> [Aim of the task]
Rewrite every line of the records below, requests included, adding 133 to each point coordinate in the answers and leaving all numbers in the requests and their format samples unchanged. Leave the pictures out.

⁂

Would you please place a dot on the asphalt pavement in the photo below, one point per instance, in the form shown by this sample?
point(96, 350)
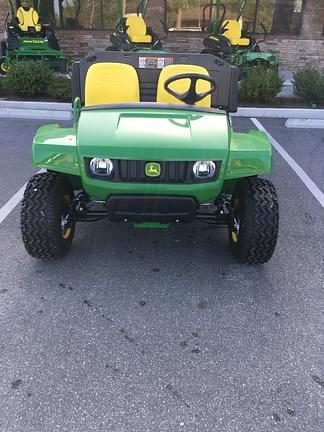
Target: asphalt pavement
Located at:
point(145, 331)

⁂

> [Final answer]
Would you please place a dot on the asphalt pavement in the photo below, one point per instance, in the form shown by this sample?
point(96, 350)
Target: asphalt pavement
Located at:
point(278, 464)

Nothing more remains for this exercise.